--- 文書セクション ---

帯状疱疹ワクチンで心疾患リスク23%低下、100万人対象の研究で判明 韓国
帯状疱疹ワクチンの接種で心疾患リスクが23%低下するとの研究結果が発表された/Getty Images
(CNN) 帯状疱疹(ほうしん)ワクチンの接種は痛みを伴う赤い発疹を予防するだけではなく、心疾患や脳卒中のリスクをも引き下げる可能性がある。100万人以上を対象にした韓国の新研究で明らかになった。
研究は6日付の医学誌ヨーロピアン・ハート・ジャーナルに掲載された。
水痘・帯状疱疹ウイルス(VSV)は子どものころには水疱瘡(ぼうそう)、大人や免疫不全の人には帯状疱疹を引き起こすことで広く知られる。帯状疱疹ワクチンはこのウイルスに対する最上の予防策として既に認識されているが、最近の研究はそれ以外にも思わぬ健康上の恩恵があることを指摘している。

---

**課題一覧**
A. 帯状疱疹ワクチンに関する記事のうち、「水痘・帯状疱疹ウイルス(VSV)は」で始まる段落を、主要な事実を残したまま箇条書きに書き直してください。
B. 帯状疱疹ワクチンに関する記事の一文「研究は6日付の医学誌ヨーロピアン・ハート・ジャーナルに掲載された。」を英語に訳してください。
C. 帯状疱疹ワクチンに関する記事を、最後の段落の後から続けて書き進めてください。

--- 学習資料 ---

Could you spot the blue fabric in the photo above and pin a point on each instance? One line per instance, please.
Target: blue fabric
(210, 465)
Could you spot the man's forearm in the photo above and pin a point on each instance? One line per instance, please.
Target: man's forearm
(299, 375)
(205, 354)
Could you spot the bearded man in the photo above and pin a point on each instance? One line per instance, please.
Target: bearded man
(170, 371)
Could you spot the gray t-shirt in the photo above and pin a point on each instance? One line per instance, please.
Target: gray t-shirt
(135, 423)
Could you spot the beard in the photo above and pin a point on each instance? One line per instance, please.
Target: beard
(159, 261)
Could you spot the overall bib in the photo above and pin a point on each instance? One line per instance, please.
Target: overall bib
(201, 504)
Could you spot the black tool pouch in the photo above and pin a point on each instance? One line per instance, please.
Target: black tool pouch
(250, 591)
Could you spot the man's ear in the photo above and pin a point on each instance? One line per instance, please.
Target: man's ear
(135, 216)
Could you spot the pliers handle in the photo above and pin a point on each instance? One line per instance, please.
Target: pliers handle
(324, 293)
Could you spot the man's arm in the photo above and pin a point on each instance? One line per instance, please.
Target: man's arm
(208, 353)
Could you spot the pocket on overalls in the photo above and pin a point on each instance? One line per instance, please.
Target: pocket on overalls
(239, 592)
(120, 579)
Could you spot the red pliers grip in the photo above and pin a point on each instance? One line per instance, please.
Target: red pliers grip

---

**各課題の解答**
A.
- 水痘・帯状疱疹ウイルス(VSV)は、子どもには水疱瘡を引き起こす。
- 大人や免疫不全の人には帯状疱疹を引き起こす。
- 帯状疱疹ワクチンは、このウイルスに対する最上の予防策と認識されている。
- 最近の研究では、ワクチンにそれ以外の思わぬ健康上の恩恵もあると指摘されている。

B. The study was published on the 6th in the medical journal European Heart Journal.

C.
50歳以上の127万1922人の健康結果を分析したところ、帯状疱疹ワクチンを接種した人々は心血管疾患のリスクが23%低減したことが分かった。リスクの低下が最も顕著だった属性は、接種から8年以内の60歳以下の男性で、喫煙や飲酒といった「不健康な生活習慣」があってもその傾向は変わらなかったという。
「帯状疱疹は血管の炎症を引き起こし、血栓の形成につながる可能性がある。これらは心疾患のリスクを押し上げるため、ワクチンによる帯状疱疹の予防はこうした心血管系リスクの減少にも寄与するのかもしれない」。韓国・慶熙大学校医学部の研究者で論文共著者のヘヨン・リー氏は電子メールでそう説明した。
また帯状疱疹がもたらす神経の損傷が心拍のリズムを乱し、動悸(どうき)や心停止さえ引き起こすことも考えられると、論文は指摘している。
リー氏は「ワクチンが感染と深刻な慢性疾患の両方のリスク低減に寄与するとすれば、これまで以上に価値の高い公衆衛生ツールになる」と述べた。
ワクチンと心疾患リスクの低減に直接的な因果関係があるのかどうかについてはさらなる研究が必要だが、今回の分析はこれまでで最も大規模かつ包括的に実施されており、接種を迷っている人々にとって説得力のある見解を提示していると、米ブリガム・アンド・ウィメンズ病院の医師で疫学者、シャロン・カーラン博士は指摘する。カーラン氏は今回の研究に関与していない。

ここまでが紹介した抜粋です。